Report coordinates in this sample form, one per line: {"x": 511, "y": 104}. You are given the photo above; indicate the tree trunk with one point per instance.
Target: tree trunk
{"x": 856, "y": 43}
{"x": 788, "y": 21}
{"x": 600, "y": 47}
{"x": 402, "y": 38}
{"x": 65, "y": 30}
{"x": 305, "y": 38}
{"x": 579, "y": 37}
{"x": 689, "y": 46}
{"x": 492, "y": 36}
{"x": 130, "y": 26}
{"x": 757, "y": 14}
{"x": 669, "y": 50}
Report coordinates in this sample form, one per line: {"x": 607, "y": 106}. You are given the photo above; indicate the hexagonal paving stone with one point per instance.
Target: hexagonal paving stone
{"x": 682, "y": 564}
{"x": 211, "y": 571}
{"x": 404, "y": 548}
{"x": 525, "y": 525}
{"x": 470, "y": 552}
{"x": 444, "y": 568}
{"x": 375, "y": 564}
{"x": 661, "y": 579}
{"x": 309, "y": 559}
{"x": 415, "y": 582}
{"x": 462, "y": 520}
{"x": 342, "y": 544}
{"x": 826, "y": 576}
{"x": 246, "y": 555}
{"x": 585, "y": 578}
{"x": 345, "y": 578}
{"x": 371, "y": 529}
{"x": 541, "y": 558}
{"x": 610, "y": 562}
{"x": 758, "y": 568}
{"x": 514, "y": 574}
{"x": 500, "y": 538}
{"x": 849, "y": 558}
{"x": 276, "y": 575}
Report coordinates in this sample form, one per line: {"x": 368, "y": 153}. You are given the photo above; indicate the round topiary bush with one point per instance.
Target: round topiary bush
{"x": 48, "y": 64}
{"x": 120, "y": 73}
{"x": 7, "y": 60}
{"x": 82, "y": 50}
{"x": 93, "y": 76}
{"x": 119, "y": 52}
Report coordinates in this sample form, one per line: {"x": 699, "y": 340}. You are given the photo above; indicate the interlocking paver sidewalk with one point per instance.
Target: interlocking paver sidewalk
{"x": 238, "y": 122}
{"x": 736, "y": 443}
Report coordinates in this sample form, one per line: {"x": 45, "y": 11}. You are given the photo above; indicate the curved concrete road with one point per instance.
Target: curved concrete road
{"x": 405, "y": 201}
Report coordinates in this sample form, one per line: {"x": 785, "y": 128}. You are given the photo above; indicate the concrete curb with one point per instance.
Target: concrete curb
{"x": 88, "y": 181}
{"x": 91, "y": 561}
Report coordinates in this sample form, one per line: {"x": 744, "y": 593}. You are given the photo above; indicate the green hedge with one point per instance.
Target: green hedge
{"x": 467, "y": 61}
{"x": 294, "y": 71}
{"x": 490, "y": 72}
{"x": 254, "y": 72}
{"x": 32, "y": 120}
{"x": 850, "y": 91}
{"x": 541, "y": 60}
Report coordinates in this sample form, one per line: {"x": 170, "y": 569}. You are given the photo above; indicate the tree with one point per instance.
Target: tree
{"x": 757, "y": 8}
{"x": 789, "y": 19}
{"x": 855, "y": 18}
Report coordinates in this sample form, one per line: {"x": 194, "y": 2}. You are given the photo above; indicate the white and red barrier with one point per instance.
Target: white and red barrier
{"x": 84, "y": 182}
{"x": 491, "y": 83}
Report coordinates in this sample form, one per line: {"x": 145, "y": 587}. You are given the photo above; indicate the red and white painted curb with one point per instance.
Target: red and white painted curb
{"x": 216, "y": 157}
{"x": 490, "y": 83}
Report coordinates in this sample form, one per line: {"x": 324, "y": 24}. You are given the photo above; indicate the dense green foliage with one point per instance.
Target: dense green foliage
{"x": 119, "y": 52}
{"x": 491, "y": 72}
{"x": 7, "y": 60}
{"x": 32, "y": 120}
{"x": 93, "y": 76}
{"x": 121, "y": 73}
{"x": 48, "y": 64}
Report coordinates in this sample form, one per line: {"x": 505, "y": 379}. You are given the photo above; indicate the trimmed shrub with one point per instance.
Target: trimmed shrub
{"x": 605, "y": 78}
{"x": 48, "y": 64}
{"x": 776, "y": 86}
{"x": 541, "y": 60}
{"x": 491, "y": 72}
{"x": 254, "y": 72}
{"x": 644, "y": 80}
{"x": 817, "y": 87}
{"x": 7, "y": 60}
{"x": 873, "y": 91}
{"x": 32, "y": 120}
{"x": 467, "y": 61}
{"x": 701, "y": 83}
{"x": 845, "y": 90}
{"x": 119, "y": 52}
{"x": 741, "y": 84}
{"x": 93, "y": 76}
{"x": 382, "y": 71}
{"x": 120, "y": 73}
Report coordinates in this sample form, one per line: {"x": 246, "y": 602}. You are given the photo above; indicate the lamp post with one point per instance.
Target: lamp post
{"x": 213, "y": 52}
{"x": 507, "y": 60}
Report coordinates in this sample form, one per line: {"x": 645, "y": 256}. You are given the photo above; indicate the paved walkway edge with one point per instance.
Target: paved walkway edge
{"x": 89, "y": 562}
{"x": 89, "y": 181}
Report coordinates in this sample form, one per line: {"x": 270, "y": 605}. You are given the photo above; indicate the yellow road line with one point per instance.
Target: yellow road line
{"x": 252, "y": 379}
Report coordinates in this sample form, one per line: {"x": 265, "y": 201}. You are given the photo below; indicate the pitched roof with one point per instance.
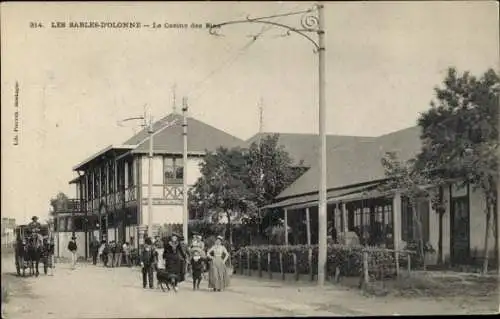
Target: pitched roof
{"x": 359, "y": 162}
{"x": 201, "y": 137}
{"x": 303, "y": 148}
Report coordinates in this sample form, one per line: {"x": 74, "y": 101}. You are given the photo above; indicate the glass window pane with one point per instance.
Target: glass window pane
{"x": 168, "y": 161}
{"x": 179, "y": 172}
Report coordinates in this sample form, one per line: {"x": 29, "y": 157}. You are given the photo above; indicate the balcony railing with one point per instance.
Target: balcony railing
{"x": 69, "y": 206}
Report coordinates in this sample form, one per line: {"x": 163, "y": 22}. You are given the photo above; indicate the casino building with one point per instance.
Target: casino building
{"x": 112, "y": 184}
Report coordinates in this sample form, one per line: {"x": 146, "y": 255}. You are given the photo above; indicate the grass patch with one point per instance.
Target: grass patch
{"x": 469, "y": 291}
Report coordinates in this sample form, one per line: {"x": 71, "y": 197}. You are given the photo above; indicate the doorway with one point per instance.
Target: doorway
- - -
Quote the records above exactly, leaving out any pictures.

Report coordinates in this sample form, one per line: {"x": 511, "y": 104}. You are given the photo above; indicate the tree trunk with one point per instance.
Target: tree trunk
{"x": 856, "y": 43}
{"x": 788, "y": 21}
{"x": 600, "y": 47}
{"x": 402, "y": 38}
{"x": 65, "y": 30}
{"x": 305, "y": 38}
{"x": 579, "y": 37}
{"x": 689, "y": 46}
{"x": 492, "y": 36}
{"x": 130, "y": 26}
{"x": 757, "y": 14}
{"x": 669, "y": 50}
Report coordinates in this sample form, one per line: {"x": 607, "y": 106}. You are given the photo above; indicate the hexagonal paving stone with one point per instance.
Target: hexagonal paving stone
{"x": 682, "y": 564}
{"x": 211, "y": 571}
{"x": 404, "y": 548}
{"x": 525, "y": 525}
{"x": 470, "y": 552}
{"x": 444, "y": 568}
{"x": 375, "y": 564}
{"x": 661, "y": 579}
{"x": 309, "y": 559}
{"x": 415, "y": 582}
{"x": 462, "y": 520}
{"x": 342, "y": 544}
{"x": 826, "y": 576}
{"x": 246, "y": 555}
{"x": 585, "y": 578}
{"x": 345, "y": 578}
{"x": 371, "y": 529}
{"x": 541, "y": 558}
{"x": 610, "y": 562}
{"x": 758, "y": 568}
{"x": 514, "y": 574}
{"x": 500, "y": 538}
{"x": 849, "y": 558}
{"x": 276, "y": 575}
Report coordinates in this sample form, one per line: {"x": 368, "y": 153}. You are given the photo above; indicate the round topiary bush with one point per instance.
Target: round topiary bush
{"x": 48, "y": 64}
{"x": 120, "y": 73}
{"x": 7, "y": 60}
{"x": 82, "y": 50}
{"x": 93, "y": 76}
{"x": 119, "y": 52}
Report coordinates in this sample form, one per line: {"x": 699, "y": 340}. You are given the photo above; indicate the interlocking paver sidewalk with one point per instance.
Target: interlocking paver sidewalk
{"x": 238, "y": 122}
{"x": 736, "y": 443}
Report coordinates in this sample form, one per line: {"x": 45, "y": 11}. You are given the photo above; indicate the curved concrete road with one point per instance.
Target: curved concrete road
{"x": 405, "y": 201}
Report coordinates in this sample form, one per line: {"x": 785, "y": 128}. You are given the photo above; indicate the concrete curb with one point per instance.
Target: concrete curb
{"x": 88, "y": 181}
{"x": 91, "y": 561}
Report coordinates in this sample form, one per line: {"x": 744, "y": 593}. You are given the photo above; indicate the green hedge with one point per instance.
Target: green hedge
{"x": 467, "y": 61}
{"x": 294, "y": 71}
{"x": 490, "y": 72}
{"x": 254, "y": 72}
{"x": 32, "y": 120}
{"x": 850, "y": 91}
{"x": 541, "y": 60}
Report coordinates in this sample form, one per line: {"x": 170, "y": 569}. You are given the photo above; indicate the tree with one point per instance.
Target: tree
{"x": 757, "y": 8}
{"x": 789, "y": 19}
{"x": 855, "y": 18}
Report coordinates in this sample form, one per line: {"x": 194, "y": 2}. You are given the photo above; indicate the white and red barrier with one point per instance.
Target: white and red barrier
{"x": 84, "y": 182}
{"x": 491, "y": 83}
Report coordinates in this sample form, one per line: {"x": 145, "y": 587}. You are given the photo above; indicate the red and white painted curb with one point per instance.
Target: red and white painted curb
{"x": 216, "y": 157}
{"x": 490, "y": 83}
Report coordinates in this sample form, one per line: {"x": 324, "y": 24}. You are given the photo above; indicate the dense green foliage with one point per instance.
Target: dense green foliage
{"x": 119, "y": 52}
{"x": 491, "y": 72}
{"x": 7, "y": 60}
{"x": 32, "y": 120}
{"x": 93, "y": 76}
{"x": 121, "y": 73}
{"x": 48, "y": 64}
Report coordinates in this sample form, one per line: {"x": 505, "y": 379}. You are given the photo above; indicate the trimmed shrub with one point per instance.
Target: trimmed shrub
{"x": 605, "y": 78}
{"x": 48, "y": 64}
{"x": 776, "y": 86}
{"x": 541, "y": 60}
{"x": 491, "y": 72}
{"x": 254, "y": 72}
{"x": 644, "y": 80}
{"x": 817, "y": 87}
{"x": 7, "y": 60}
{"x": 873, "y": 91}
{"x": 32, "y": 120}
{"x": 467, "y": 61}
{"x": 701, "y": 83}
{"x": 845, "y": 90}
{"x": 119, "y": 52}
{"x": 741, "y": 84}
{"x": 93, "y": 76}
{"x": 382, "y": 71}
{"x": 120, "y": 73}
Report coordinates in this sample form, one per line: {"x": 246, "y": 602}. You are given the photo above; indicate the lamp post with one point per instance.
Target: lamp post
{"x": 213, "y": 52}
{"x": 507, "y": 60}
Report coordinates in this sample form, one per line: {"x": 645, "y": 256}. You are given the photo above; indicate the paved walkway edge with one point per instance.
Target: paved walkway edge
{"x": 89, "y": 562}
{"x": 89, "y": 181}
Report coordinates in this sample form, one per line: {"x": 270, "y": 605}. You are given the photo above; indicate the yellow road line with one point per instance.
Target: yellow road line
{"x": 252, "y": 379}
Report coordinates in this sample form, one per line: {"x": 265, "y": 201}. You are given the photo below; indicate the pitched roof with one point per instance.
Target: pitched roof
{"x": 359, "y": 162}
{"x": 201, "y": 137}
{"x": 303, "y": 148}
Report coordinates in this sample form, one per line: {"x": 74, "y": 101}. You are given the photo above; indicate the glass window pane with one point per instance.
Target: glass window pane
{"x": 168, "y": 161}
{"x": 179, "y": 172}
Report coordinates in this sample form, one per line: {"x": 29, "y": 157}. You are given the photo above; indicate the balcony railing with one point per instance.
Target: balcony railing
{"x": 69, "y": 206}
Report coordinates in this sample form, one per line: {"x": 163, "y": 22}. You are given the photo above; indicate the casino building with one point per instance.
Target: casino building
{"x": 112, "y": 184}
Report coordinates in this sample form, one per line: {"x": 146, "y": 255}. You are given the photo above; indicate the grass patch with one point per instance.
Target: grass patch
{"x": 469, "y": 291}
Report coordinates in this sample form, one per line: {"x": 71, "y": 197}. You are given the photo above; indicate the doorway with one point per instance.
Target: doorway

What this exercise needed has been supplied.